-- The records follows --
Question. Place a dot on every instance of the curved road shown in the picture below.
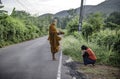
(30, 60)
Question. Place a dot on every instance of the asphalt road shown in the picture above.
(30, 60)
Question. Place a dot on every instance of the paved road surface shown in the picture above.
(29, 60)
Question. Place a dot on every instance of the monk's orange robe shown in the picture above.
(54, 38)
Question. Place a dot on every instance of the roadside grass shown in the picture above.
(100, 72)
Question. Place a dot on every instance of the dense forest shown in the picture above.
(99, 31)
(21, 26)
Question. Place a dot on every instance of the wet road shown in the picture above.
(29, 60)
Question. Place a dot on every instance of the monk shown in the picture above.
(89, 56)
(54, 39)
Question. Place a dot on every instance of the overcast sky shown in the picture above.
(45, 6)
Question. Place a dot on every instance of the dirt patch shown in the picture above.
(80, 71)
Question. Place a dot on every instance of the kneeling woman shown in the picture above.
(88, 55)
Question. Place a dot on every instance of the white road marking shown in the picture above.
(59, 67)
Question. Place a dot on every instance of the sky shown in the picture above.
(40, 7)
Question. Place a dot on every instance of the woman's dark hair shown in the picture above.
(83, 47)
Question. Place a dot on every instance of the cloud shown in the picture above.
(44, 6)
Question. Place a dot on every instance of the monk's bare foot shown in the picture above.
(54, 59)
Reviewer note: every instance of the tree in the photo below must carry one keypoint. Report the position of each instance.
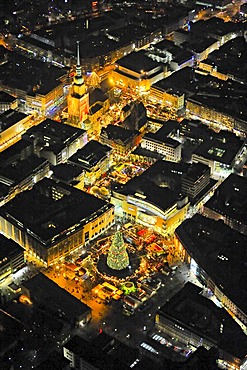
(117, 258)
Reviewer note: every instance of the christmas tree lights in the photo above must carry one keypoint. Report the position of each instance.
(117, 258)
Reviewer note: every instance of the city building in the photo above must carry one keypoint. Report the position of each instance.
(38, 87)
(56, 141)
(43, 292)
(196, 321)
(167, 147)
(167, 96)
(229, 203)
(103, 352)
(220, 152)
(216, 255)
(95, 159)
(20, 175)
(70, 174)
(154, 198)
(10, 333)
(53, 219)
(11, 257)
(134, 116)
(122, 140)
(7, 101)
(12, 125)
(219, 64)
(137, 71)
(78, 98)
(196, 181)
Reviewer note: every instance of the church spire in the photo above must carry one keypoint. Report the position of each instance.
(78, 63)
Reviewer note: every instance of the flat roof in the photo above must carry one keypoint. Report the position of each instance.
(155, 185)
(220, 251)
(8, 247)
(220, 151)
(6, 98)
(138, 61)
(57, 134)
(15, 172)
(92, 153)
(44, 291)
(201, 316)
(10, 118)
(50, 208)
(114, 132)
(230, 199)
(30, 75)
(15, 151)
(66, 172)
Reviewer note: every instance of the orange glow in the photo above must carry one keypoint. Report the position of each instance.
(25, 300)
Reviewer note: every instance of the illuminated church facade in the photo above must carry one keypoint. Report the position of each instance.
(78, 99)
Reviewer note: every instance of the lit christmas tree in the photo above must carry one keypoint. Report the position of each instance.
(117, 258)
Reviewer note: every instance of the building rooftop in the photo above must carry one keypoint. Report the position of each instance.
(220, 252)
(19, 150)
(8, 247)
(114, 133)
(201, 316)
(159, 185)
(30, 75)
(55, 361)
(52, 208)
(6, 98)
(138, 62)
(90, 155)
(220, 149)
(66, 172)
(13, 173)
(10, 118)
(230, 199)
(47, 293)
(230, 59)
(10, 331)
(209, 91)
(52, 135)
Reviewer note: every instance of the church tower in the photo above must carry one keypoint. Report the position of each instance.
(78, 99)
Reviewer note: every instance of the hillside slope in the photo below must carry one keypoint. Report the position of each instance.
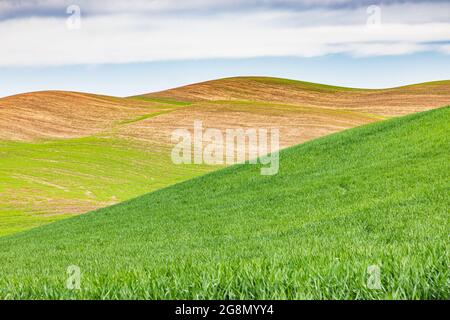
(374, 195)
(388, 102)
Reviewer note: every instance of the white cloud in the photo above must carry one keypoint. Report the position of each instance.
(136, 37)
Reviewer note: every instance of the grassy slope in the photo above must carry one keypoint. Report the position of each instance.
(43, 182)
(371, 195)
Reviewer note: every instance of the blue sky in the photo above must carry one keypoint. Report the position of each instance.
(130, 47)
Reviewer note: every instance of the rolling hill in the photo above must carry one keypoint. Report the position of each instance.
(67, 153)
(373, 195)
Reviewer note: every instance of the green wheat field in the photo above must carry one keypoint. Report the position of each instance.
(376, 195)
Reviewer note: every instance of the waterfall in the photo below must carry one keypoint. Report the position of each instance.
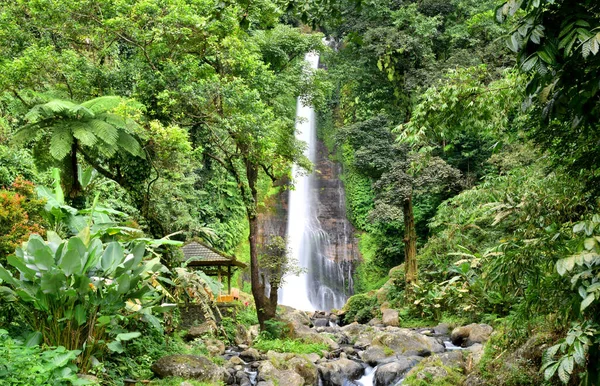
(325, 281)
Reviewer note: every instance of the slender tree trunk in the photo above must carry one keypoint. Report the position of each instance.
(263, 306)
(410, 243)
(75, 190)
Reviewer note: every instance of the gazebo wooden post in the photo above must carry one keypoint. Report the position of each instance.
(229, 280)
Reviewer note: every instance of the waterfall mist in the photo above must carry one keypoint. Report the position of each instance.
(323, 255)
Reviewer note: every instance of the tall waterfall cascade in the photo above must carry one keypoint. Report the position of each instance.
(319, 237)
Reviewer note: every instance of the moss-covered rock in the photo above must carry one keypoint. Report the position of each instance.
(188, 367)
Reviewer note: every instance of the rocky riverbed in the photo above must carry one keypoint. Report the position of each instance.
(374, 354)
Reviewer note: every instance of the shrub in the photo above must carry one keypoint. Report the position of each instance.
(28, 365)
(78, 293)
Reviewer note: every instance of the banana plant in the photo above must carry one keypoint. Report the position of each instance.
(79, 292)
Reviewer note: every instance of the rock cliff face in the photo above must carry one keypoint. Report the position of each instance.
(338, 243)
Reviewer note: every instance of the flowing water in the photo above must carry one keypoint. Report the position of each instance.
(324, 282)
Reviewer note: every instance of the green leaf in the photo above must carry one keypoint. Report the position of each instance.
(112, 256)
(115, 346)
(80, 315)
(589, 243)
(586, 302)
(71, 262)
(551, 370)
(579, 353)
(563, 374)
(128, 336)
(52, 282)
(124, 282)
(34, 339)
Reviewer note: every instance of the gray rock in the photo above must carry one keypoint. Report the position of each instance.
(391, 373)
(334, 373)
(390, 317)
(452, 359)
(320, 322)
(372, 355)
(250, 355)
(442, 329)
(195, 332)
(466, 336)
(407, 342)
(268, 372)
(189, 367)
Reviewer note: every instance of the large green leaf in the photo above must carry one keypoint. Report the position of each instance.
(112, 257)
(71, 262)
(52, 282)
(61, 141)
-- The records concluded --
What you need to do
From the line holding "Reviewer note: every instance of the flowing" through the final line of the data above, copy every line exactly as written. Include nothing else.

Reply to the task
Reviewer note: every instance of the flowing water in the photo above must carry one keypoint. Report the position of each instance.
(324, 282)
Reviewer note: every instance of the green leaf in the photo above must carry one keypoint. Report the position of each instance.
(112, 256)
(115, 346)
(80, 315)
(589, 243)
(586, 302)
(71, 262)
(551, 370)
(579, 353)
(563, 374)
(128, 336)
(52, 282)
(124, 282)
(34, 339)
Reviewer note: every instance of the gray rock in the photo above must carry one keypoint. Report the position of each instance.
(391, 373)
(334, 373)
(390, 317)
(452, 359)
(320, 322)
(372, 355)
(250, 355)
(442, 329)
(195, 332)
(466, 336)
(407, 342)
(268, 372)
(189, 367)
Reviewer note: every instance of the large green leaf in the photo above must carry one keypoint. Report the position of each instance.
(112, 257)
(71, 262)
(52, 282)
(61, 141)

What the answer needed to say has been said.